### [TASK DESCRIPTION]
Word for word, restate the lines from the start of the data down to the line with "[[64, 549], [718, 357], [385, 445], [545, 355]]", both included.

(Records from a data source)
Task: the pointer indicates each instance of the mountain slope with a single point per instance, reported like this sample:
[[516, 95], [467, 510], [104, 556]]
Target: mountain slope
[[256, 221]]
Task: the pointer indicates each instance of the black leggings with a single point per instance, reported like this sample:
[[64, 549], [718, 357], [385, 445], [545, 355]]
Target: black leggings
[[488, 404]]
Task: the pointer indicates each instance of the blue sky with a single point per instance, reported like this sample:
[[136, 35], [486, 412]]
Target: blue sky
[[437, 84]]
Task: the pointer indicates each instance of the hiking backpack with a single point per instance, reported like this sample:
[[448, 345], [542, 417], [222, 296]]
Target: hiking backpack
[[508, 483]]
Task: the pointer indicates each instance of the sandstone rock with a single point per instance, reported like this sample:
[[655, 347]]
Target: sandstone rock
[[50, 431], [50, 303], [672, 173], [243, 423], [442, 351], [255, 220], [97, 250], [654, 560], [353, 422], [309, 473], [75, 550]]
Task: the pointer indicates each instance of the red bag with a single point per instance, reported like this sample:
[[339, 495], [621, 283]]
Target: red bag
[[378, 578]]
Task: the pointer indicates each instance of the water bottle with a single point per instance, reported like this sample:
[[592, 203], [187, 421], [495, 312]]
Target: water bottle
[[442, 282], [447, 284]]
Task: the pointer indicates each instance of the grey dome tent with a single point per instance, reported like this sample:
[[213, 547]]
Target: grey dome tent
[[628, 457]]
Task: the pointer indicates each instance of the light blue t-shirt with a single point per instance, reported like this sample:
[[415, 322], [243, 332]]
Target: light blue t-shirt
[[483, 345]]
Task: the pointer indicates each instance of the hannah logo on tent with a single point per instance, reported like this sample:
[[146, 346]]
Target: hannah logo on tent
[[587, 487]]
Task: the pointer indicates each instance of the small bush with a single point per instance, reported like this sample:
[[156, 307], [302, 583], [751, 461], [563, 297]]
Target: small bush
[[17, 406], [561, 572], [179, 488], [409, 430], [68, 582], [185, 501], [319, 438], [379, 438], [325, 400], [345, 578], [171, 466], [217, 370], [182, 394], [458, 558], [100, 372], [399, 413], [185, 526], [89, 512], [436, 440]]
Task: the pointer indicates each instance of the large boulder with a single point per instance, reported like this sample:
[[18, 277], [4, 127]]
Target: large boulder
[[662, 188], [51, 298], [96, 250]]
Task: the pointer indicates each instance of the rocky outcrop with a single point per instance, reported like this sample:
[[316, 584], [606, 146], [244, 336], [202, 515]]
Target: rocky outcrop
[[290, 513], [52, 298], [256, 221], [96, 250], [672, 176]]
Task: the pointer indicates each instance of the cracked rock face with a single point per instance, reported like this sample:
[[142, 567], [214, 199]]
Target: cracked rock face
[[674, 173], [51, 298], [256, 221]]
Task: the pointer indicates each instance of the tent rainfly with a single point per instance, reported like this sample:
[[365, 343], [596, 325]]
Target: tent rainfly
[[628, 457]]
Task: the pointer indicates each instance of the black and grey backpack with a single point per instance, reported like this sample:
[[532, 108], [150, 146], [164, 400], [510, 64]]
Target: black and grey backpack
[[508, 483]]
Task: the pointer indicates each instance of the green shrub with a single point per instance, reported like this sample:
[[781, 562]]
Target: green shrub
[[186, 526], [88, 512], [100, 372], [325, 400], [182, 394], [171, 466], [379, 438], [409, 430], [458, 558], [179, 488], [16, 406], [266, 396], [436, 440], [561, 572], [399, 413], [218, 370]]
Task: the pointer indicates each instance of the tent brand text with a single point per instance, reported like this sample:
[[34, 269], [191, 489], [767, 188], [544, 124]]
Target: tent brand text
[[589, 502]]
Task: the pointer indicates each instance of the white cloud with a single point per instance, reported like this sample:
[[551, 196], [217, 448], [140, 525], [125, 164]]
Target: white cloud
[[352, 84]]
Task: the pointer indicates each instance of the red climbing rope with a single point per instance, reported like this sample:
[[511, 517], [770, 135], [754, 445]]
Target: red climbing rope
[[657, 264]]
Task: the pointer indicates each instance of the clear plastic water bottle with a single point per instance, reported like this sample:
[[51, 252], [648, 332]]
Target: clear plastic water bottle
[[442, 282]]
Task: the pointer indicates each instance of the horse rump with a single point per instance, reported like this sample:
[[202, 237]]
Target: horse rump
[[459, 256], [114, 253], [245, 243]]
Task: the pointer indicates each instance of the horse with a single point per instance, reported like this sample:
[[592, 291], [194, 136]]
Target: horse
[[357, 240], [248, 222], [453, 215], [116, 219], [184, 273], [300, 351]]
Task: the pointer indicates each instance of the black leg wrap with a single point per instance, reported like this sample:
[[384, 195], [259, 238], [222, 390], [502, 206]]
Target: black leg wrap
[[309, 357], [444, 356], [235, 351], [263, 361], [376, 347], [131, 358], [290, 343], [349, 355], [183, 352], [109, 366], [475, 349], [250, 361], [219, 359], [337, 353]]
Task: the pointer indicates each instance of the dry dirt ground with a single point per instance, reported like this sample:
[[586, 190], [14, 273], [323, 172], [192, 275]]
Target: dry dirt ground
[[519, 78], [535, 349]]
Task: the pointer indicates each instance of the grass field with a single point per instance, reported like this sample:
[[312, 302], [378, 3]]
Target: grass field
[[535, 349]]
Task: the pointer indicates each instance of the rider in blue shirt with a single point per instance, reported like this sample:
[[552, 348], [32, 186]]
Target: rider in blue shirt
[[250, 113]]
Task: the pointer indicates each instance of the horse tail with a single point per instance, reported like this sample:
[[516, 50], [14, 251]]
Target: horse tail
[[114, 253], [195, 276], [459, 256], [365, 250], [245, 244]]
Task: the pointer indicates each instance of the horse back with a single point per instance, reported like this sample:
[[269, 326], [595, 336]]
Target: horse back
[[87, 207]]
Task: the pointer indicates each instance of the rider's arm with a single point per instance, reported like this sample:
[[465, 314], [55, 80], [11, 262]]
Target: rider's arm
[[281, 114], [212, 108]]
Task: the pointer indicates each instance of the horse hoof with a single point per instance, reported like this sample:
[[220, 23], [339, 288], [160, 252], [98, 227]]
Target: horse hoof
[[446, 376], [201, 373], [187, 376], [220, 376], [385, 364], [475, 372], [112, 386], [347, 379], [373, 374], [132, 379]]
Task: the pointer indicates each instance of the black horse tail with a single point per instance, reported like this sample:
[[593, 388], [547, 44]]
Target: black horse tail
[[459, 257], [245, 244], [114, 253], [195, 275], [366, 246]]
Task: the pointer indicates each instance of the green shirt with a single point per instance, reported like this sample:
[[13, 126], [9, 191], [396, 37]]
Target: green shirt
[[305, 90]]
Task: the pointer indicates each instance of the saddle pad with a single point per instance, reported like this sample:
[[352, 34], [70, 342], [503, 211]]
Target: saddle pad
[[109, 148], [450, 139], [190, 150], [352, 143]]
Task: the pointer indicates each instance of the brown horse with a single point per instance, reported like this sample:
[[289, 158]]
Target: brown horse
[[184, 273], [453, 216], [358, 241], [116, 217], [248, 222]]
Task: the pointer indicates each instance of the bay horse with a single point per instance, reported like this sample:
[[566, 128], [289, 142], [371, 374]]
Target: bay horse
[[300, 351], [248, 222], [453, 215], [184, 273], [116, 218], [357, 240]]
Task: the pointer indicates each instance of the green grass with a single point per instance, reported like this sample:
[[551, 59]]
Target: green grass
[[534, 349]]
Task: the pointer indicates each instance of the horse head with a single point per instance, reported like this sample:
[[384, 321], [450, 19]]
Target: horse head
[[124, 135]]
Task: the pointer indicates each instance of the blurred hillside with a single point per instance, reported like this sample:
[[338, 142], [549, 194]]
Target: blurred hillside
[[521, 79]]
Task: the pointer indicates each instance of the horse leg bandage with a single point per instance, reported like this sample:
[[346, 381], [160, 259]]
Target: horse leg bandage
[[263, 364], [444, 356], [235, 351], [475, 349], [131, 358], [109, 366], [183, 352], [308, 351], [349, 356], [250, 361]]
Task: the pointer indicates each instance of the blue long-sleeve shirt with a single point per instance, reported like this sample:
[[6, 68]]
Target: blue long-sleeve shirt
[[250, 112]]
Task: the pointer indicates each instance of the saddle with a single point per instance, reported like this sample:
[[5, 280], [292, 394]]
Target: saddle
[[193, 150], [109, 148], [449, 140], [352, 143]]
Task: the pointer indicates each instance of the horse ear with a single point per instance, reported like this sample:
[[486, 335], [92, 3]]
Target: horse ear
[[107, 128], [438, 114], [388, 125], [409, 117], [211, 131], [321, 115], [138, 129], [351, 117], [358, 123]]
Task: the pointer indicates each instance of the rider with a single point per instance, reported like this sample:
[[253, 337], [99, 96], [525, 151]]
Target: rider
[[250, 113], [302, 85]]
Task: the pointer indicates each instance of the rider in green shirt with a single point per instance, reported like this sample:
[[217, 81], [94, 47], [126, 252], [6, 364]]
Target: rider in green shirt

### [RESPONSE TO THE TASK]
Task: the pointer indicates each instance of the mountain slope with a single point per instance, reported like this sample:
[[516, 95], [467, 510], [104, 556]]
Target: mountain slope
[[256, 221]]
Task: the pointer indicates each instance of the black leggings with a single point per instance, reported like this sample:
[[64, 549], [718, 357], [385, 445], [545, 355]]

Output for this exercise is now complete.